Goal
Replace "photo" with "image" throughout the data below and write out every line again with nothing else changed. Leave the pictures out.
* Start Dataset content *
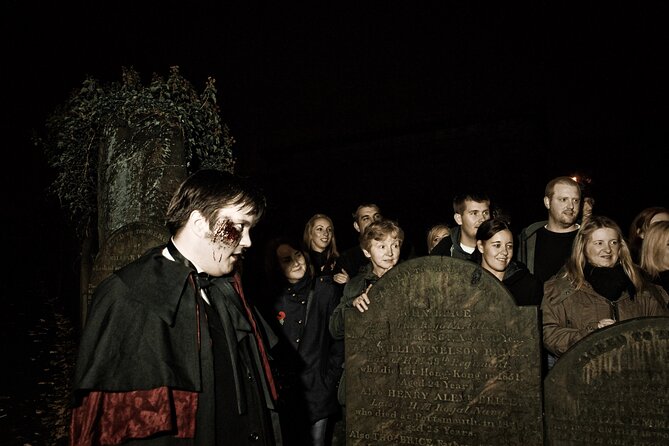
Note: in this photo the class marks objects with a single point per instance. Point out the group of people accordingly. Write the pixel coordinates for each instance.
(174, 353)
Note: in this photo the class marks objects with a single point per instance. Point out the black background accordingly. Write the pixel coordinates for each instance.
(332, 105)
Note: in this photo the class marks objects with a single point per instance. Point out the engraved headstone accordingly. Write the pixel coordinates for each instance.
(442, 357)
(612, 387)
(122, 247)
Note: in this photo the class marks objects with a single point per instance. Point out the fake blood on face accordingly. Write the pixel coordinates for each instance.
(226, 232)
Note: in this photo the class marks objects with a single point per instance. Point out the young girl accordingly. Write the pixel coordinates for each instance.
(308, 361)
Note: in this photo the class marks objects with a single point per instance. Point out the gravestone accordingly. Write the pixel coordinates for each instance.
(122, 247)
(612, 387)
(442, 357)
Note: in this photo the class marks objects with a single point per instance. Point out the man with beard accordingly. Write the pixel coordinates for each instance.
(544, 246)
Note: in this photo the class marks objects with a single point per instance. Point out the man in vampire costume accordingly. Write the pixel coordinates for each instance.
(172, 353)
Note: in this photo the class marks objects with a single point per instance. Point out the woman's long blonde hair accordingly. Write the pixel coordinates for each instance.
(576, 262)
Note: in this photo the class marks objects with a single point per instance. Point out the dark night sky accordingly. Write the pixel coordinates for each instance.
(316, 85)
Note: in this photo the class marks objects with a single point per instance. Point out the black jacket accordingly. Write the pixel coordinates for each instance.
(149, 333)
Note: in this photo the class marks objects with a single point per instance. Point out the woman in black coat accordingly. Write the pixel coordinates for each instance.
(308, 360)
(494, 252)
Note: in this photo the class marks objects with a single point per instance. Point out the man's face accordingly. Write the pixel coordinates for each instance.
(474, 214)
(229, 239)
(563, 206)
(384, 254)
(366, 215)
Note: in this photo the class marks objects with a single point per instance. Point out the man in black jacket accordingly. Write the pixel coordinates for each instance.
(172, 353)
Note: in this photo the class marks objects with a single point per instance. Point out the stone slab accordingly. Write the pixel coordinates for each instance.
(612, 387)
(442, 357)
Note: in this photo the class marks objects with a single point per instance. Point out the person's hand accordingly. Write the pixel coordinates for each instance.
(361, 302)
(605, 323)
(341, 277)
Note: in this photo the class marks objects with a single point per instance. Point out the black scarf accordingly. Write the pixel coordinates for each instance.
(609, 282)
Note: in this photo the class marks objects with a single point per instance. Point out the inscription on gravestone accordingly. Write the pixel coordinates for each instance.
(122, 247)
(612, 387)
(442, 357)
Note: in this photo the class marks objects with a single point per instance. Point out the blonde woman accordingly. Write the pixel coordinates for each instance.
(655, 254)
(599, 285)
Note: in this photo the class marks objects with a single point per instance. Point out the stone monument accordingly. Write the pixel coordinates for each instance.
(612, 387)
(442, 357)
* End Dataset content *
Answer to the problem
Note: in this image the class marks objects with a single point per instance. Point out the group of people accordingly. Write the pixel coordinates for each instance.
(174, 353)
Note: in this image the class marks objects with a single point per instance. Point out the black background accordingly. Write the pixel coordinates for each instance.
(332, 105)
Note: in this image the class marks objects with a single point per instance. Point out the engraved headstone accordingly. Write the pixel coordinates for each instance.
(442, 357)
(612, 387)
(122, 247)
Note: in this image the class marks objects with a single point per instance. Point out the fake blood on face accordingly. Write the pixel coordinates for each instance.
(226, 232)
Note: in this image the class marks objects with a single point per instance. Point out the young girl accordingly. Write the pixel coordinates for each instance.
(308, 361)
Note: in this image the class marks objects with a single point per instance. Point out the gravestone accordingly. Write the pixel coordinates for each instance.
(122, 247)
(612, 387)
(442, 357)
Note: in this image the class marks objects with a single point per instance. Point out the man with beard accordingly. Write the pixel coordinates for each instance.
(544, 246)
Note: in this image the class marks objects with a single point per instance. Point out the man in vampire costume accordingly. Write the pixel coordinates for each instance.
(172, 353)
Note: in this image the class marks objects with a single point per instance. Point out the woman's long blonde hair accordingly. Write the pixel coordinates for each instance.
(576, 262)
Note: in this image the class marks objects with a single point per instance. Point out the dark night sky accordingly. Write the pixel coordinates for each instance.
(316, 85)
Note: in this image the class marks objects with a single point per instance. Point out the black jacket accordingly. Write the pixel coordinates for each instance.
(149, 333)
Note: in this image the class marks objects with a single point per instance. Point out the woman in black coat accordingly. Write the pixel coordinates for each instance.
(308, 360)
(494, 252)
Note: in this image the class marks objects with a single point per instance. Point out the man's face accordingly. Write the pixel coordinates for each instance.
(474, 214)
(229, 239)
(563, 206)
(384, 254)
(366, 215)
Note: in this image the class marks objects with a single point per instance. Point out the man in black jacket accordingly. Write the pixel coordinates for each instance.
(172, 353)
Note: in this image the class marks objects with a single point per instance. Point out the stone slab accordingly. Write the pixel coordinates for each instance.
(612, 387)
(442, 357)
Note: in this image the class marks objects with a single point per instance. Point out the person's hand accordingly. Write the pixel coordinates for each instance.
(361, 302)
(605, 323)
(341, 277)
Note: in this image the class marks objects with a single point per instance. Point out the black scarf accordingly. Write the pixel coordinates for each instance.
(609, 282)
Note: in this image the class marks objects with a single point per instance. Point out the inscription on gravestone accordingly. Write the pixel coordinates for each instance.
(122, 247)
(612, 387)
(442, 357)
Note: in this image the class marks objects with a single point per instance. Point out the blonde woman accordingly. Write the pixel coordinates for each instance.
(655, 254)
(599, 285)
Note: in this image the class marks objects with a single point per instance. Point out the stone monument accordingly. Write the pixel coordinates for each instance.
(612, 387)
(442, 357)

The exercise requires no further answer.